> [Selected extract]
Doctor of Philosophy
Departmental Preliminary Examinations
Students will be required to show competence in three of the following four areas:
Area I – metaphysics and epistemology
Area II – history of philosophy
Area III – philosophy of language and logic
Area IV – moral and political philosophy
The student chooses three areas. Competence in an area is shown by submitting a satisfactory essay or passing an examination. At least one area must be passed by either a sit-down or take-home examination. Exams are administered, and essays accepted, four times yearly. All three areas must be passed within 20 months of registration. Students who have not passed three areas within 20 months of registration will not normally receive further Departmental support.
Oral Candidacy Examination
After completion of required course work and preliminary examinations, the doctoral student must pass an oral candidacy examination prior to beginning the doctoral thesis. Before the examination, the student must submit a thesis proposal (approximately 20 pages) that will serve as the basis of discussion at the examination. The purpose of the examination is to ascertain whether the student’s academic preparation and ability is adequate to pursue profitable research on the issues proposed. Questions on the research proposal will be included in the oral candidacy examination.
Master of Arts (course-based)
The course-based Master of Arts has a research constituent. This constituent is to be satisfied by passing all components, written and oral, of the final Master's examination.
A final Master's examination of overall competency is required after completion of all course work, consisting of written and oral components. Effective July 1, 2009, the Department of Philosophy will be monitoring and overseeing this examination.
a) Details of the written component:
i. The written component will consist of two three-hour written examinations. The written examinations are to be completed within one week.
ii. The written component of the examination must be judged to be either acceptable ('Pass') or unacceptable ('Fail').
b) The student shall not be permitted to proceed to the oral component if the student does not secure a 'Pass' on the written component.

> [Short problem]
Decide whether each statement agrees with the philosophy examination requirements above. Answer yes or no for each and quote the words from the text that settle it.
1. A doctoral student must show competence in all four areas.
2. The thesis proposal for the oral candidacy examination runs about 20 pages.
3. The written component of the final Master's examination is a single six-hour examination.

> [Recorded data]

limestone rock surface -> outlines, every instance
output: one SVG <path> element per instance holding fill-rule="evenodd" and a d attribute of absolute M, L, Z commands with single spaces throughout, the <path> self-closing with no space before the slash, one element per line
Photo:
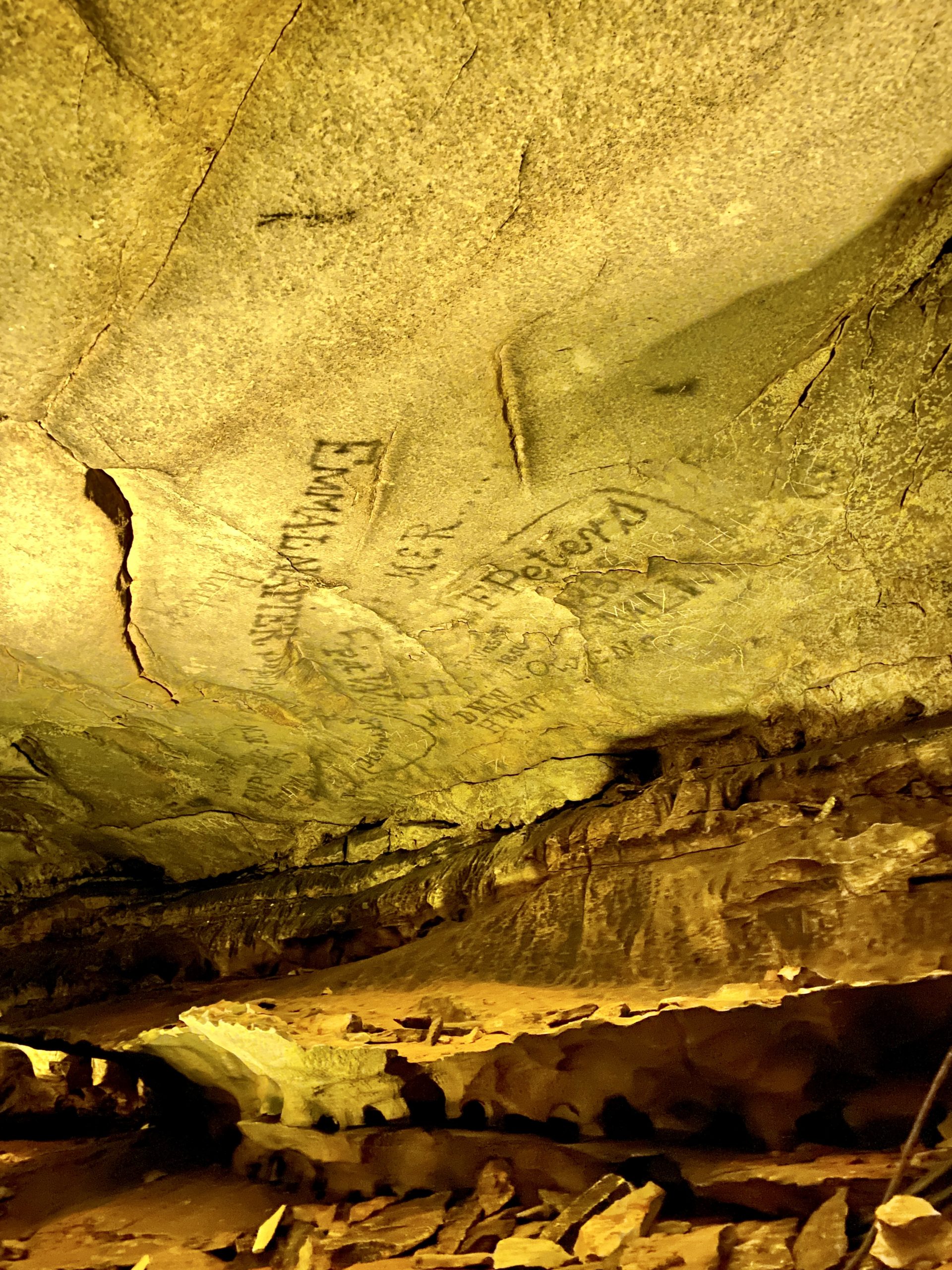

> [Solution]
1. No: "Students will be required to show competence in three of the following four areas"
2. Yes: "the student must submit a thesis proposal (approximately 20 pages)"
3. No: "The written component will consist of two three-hour written examinations."